§ **Selected text**:

Endometrial Hyperplasia - Symptoms, Risk factors and Treatment
Last Updated On Friday, August 12, 2022
Endometrial Hyperplasia in English
Endometrial hyperplasia is a condition in which the endometrium- a layer that lines the uterus thickens. Endometrium, when thickens, leads to unusual vaginal bleeding. Endometrial hyperplasia is not cancerous but it should be closely monitored as it may have the tendency to become cancerous.
Anatomy of the female internal reproductive organs
The female reproductive organs constitute the ovaries, fallopian tubes, uterus, and vagina.
The ovaries are responsible for producing an egg (ovum) every month and the uterus is responsible for bearing the fetus throughout the pregnancy. The fallopian tubes, also known as oviducts, connect the uterus with the ovaries giving a passage for the egg to come to the uterus. The uterus is connected to the vagina or birth canal-a muscular canal that is responsible for the reception of the penis during sexual intercourse and the provision of a passageway for the baby during childbirth. The vagina connects the uterus to the external reproductive organs.
Endometrial hyperplasia can be divided into two types depending upon the involvement of unusual cells.
The types of endometrial hyperplasia are:
Endometrial hyperplasia without atypia- a type of endometrial hyperplasia that does not involve unusual cells.
A typical endometrial hyperplasia-a type of endometrial hyperplasia that involves unusual cells. This type is considered precancerous and should be monitored closely. It means if left untreated it can turn into cancer.
How do you know that you have endometrial hyperplasia?
The characteristic symptom of endometrial hyperplasia is abnormal uterine bleeding. It can cause the following signs and symptoms.
Periods that get heavy and longer than usual
The interval between period gets shorter than 21 days
Experiencing vaginal bleeding even after menopause
What causes endometrial hyperplasia?
The main cause of endometrial hyperplasia is having too much estrogen and too little progesterone which leads to cell overgrowth. Due to which everything in the female reproductive system gets disrupted. Normally estrogen prepares your uterus for a possible pregnancy by growing the lining of the uterus. When fertilization does not occur, the progesterone levels decline, and, therefore, the uterus sheds its lining. That is when the period starts. In this way, estrogen and progesterone regulate the menstrual cycle. If any disbalance occurs in both, regulation of the menstrual cycle also deviates from normal.
Other reasons for endometrial hyperplasia can be;
Reaching perimenopausal stage
Have reached beyond menopause
Have taken or currently taking hormone replacement therapy as estrogen
Having an irregular menstrual cycle
Polycystic ovarian syndrome
Taking medicines that imitate estrogen
Being above 35 years of age
Starting menstruating at a young age
Reaching menopause at a late age
Having other health conditions like gallbladder disease, thyroid problems, and diabetes
Having a family history of uterine, ovarian, or colon cancer
To treat endometrial hyperplasia the healthcare providers will prescribe hormonal therapy like progestin- a synthetic form of progesterone available as a pill, injection, and intrauterine device.

§ **What needs to be done**:
Please say whether each statement agrees with the endometrial hyperplasia page, answering yes or no and quoting the deciding words of the page.
1. The fallopian tubes are also called oviducts.
2. Endometrial hyperplasia without atypia involves unusual cells.
3. Progestin is available only as a pill.
The lines that come after this are not needed.

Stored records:
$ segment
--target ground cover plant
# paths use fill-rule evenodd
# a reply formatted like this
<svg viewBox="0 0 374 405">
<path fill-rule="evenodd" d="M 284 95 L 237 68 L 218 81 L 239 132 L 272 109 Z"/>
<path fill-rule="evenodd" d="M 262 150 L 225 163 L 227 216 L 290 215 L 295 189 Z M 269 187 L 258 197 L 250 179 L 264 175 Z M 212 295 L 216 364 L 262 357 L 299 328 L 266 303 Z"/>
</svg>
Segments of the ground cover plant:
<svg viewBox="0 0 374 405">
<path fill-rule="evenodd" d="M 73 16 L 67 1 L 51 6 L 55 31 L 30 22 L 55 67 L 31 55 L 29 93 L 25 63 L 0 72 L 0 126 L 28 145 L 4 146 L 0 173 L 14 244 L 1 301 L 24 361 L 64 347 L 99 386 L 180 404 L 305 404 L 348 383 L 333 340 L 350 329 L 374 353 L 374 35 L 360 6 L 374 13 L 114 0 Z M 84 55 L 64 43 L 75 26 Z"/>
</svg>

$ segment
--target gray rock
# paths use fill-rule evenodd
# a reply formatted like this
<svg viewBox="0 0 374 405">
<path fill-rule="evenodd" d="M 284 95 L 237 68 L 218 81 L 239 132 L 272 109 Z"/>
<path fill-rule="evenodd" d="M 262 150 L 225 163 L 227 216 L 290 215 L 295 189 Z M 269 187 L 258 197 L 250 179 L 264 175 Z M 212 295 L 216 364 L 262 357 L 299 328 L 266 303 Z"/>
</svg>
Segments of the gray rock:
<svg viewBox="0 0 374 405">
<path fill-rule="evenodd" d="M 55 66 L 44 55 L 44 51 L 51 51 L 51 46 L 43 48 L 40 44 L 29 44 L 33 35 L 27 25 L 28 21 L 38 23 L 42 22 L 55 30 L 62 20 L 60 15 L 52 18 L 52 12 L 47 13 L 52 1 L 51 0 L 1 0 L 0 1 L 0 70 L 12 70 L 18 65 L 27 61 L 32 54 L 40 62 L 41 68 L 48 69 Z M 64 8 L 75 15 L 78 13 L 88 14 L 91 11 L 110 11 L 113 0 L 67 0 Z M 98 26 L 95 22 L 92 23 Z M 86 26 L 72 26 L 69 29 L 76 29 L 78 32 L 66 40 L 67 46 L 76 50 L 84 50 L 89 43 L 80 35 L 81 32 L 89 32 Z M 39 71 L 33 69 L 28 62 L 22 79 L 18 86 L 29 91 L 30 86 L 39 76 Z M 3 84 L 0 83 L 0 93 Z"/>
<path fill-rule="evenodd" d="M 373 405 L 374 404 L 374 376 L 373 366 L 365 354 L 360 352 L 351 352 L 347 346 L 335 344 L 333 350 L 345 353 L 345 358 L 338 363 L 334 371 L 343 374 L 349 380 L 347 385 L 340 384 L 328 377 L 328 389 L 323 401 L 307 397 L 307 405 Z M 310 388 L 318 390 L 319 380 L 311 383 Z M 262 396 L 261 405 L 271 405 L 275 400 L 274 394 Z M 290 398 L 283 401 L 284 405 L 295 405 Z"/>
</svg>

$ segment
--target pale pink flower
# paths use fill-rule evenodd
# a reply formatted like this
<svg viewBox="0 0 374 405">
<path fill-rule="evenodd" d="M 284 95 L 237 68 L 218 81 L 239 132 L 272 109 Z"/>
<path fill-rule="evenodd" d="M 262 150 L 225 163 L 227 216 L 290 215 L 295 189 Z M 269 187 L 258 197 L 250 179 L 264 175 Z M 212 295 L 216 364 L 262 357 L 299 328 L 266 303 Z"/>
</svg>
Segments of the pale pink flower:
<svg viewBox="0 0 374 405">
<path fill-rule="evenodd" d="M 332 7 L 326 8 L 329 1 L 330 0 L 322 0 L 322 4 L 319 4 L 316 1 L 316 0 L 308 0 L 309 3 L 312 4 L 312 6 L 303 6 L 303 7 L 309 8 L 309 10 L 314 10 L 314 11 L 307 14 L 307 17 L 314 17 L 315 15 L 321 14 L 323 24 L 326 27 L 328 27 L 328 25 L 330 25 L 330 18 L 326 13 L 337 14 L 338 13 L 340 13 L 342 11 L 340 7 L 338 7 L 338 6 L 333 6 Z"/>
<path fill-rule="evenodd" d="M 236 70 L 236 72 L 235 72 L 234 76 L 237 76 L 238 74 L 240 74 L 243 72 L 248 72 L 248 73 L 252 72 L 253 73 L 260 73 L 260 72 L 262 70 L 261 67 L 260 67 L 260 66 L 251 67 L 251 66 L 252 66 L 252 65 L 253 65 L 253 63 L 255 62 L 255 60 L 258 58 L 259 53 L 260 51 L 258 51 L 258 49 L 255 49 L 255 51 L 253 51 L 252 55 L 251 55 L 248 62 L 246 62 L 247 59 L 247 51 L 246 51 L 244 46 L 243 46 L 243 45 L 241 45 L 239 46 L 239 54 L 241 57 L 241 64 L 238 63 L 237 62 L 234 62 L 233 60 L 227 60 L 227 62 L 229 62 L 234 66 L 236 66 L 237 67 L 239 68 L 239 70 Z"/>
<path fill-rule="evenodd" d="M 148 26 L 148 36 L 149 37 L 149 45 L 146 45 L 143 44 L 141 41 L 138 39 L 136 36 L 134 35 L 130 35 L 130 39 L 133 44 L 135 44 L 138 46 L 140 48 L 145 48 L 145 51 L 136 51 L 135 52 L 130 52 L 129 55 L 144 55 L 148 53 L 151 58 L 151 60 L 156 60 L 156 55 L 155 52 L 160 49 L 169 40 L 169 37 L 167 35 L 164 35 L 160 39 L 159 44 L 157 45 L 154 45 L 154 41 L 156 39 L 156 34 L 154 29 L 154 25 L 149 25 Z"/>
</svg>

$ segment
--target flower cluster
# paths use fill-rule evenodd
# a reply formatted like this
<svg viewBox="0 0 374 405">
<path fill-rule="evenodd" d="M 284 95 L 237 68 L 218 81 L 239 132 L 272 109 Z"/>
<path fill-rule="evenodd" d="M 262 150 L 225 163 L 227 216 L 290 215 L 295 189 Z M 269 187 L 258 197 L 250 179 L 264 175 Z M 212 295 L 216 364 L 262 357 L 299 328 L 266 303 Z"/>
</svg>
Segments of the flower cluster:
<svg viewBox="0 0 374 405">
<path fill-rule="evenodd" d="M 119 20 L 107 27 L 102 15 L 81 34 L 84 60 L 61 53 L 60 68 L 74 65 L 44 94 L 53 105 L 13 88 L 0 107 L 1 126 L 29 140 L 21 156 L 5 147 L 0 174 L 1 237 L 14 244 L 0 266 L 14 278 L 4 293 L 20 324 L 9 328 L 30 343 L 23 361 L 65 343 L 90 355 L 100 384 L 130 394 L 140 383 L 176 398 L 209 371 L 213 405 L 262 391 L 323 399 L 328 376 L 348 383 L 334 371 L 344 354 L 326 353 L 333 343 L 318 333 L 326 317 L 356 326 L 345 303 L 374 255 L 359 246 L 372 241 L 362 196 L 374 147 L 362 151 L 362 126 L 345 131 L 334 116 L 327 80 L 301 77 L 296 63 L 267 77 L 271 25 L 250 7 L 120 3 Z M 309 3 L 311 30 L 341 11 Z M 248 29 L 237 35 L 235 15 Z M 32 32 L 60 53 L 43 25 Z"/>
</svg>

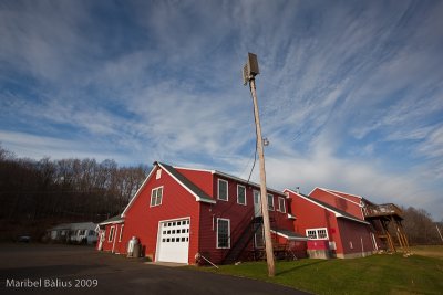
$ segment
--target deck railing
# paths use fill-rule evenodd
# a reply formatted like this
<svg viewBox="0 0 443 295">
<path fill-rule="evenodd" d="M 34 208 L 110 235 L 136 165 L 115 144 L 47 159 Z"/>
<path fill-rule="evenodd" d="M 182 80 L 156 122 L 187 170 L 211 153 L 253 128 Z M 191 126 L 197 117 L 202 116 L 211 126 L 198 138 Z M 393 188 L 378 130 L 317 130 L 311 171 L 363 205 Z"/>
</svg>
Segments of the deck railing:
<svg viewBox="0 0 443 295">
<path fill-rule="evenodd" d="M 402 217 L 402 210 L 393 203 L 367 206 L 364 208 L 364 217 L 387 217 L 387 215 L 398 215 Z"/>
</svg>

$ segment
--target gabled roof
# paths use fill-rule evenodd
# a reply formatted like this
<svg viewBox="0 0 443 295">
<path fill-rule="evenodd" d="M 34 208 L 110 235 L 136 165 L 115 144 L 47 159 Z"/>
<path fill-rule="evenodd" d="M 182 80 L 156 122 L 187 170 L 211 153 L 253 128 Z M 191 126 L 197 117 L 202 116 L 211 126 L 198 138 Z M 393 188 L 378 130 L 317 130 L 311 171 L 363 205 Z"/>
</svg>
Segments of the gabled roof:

==

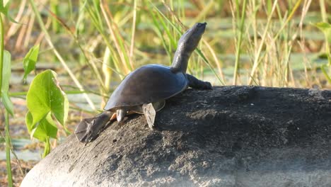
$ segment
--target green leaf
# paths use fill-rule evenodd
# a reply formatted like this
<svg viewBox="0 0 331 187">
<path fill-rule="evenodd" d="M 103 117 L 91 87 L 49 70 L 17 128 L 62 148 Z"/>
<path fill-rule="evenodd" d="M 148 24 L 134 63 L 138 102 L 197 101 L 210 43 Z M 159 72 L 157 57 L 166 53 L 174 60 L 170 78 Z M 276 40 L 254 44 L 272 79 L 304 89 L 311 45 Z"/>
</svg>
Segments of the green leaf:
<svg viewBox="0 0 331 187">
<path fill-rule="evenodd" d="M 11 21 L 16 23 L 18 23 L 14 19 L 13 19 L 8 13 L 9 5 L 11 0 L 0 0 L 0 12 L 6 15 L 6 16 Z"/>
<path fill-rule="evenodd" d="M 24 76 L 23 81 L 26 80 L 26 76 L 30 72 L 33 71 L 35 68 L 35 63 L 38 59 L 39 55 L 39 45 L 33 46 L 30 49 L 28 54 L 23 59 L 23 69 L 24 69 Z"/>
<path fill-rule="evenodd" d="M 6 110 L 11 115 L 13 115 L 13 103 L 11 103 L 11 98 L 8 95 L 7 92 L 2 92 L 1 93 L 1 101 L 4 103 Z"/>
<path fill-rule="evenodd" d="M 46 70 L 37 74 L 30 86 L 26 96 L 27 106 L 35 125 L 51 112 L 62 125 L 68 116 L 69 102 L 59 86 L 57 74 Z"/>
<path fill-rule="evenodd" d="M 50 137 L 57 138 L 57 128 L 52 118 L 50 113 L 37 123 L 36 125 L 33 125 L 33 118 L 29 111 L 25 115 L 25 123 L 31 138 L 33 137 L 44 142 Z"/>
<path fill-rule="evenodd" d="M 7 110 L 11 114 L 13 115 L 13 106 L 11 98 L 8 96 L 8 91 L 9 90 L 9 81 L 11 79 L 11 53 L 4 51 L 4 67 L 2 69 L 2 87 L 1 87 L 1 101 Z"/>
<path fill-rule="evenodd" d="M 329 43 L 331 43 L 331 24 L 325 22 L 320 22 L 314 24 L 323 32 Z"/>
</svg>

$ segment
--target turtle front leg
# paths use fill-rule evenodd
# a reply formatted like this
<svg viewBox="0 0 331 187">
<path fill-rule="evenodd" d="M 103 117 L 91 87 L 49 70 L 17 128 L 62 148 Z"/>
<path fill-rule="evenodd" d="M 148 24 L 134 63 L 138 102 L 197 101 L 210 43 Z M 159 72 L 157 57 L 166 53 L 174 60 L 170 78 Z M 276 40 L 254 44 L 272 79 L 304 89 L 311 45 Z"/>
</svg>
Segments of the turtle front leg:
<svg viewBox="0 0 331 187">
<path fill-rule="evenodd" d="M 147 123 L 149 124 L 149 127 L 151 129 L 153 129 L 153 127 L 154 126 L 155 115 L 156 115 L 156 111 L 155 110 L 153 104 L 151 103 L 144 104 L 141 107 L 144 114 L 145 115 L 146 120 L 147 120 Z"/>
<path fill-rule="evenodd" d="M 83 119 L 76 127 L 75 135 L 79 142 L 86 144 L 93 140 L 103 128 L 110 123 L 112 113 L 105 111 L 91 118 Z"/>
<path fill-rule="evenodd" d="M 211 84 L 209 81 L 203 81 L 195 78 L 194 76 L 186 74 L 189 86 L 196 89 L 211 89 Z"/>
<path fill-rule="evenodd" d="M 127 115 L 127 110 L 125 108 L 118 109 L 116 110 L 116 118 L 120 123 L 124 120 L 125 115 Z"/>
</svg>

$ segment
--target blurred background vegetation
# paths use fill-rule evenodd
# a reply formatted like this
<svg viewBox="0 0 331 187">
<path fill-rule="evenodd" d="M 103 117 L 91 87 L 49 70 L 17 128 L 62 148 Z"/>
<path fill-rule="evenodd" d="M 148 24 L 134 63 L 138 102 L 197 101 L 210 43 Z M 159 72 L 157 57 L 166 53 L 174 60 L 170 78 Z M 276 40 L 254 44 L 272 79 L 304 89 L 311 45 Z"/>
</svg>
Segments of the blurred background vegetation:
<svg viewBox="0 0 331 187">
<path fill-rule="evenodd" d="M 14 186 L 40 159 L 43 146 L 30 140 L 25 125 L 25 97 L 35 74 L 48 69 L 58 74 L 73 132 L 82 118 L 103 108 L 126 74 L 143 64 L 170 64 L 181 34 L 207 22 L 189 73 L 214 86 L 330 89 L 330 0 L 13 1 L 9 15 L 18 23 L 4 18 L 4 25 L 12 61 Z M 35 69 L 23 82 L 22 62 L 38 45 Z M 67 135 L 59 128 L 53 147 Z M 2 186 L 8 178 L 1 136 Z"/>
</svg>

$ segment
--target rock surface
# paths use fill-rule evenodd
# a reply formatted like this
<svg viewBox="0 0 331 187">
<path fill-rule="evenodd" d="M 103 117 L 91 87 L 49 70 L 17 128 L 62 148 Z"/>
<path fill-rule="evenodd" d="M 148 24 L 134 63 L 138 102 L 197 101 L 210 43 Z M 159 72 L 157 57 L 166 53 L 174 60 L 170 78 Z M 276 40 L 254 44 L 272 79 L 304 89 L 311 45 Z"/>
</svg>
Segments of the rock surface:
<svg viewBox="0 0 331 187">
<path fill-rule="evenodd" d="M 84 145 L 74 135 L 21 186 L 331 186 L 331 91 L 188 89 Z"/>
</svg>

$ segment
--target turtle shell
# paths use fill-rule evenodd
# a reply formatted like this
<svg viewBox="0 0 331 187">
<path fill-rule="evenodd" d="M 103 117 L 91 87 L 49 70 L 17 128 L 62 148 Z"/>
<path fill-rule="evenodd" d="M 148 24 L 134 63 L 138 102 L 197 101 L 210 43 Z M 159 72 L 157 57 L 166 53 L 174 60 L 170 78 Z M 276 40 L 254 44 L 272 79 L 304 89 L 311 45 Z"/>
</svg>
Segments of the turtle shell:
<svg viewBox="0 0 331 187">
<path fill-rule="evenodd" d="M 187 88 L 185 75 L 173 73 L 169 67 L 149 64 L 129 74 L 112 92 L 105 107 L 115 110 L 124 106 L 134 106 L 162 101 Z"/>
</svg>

§ **Finished exercise**:
1. Yes: "The fallopian tubes, also known as oviducts"
2. No: "a type of endometrial hyperplasia that does not involve unusual cells."
3. No: "available as a pill, injection, and intrauterine device."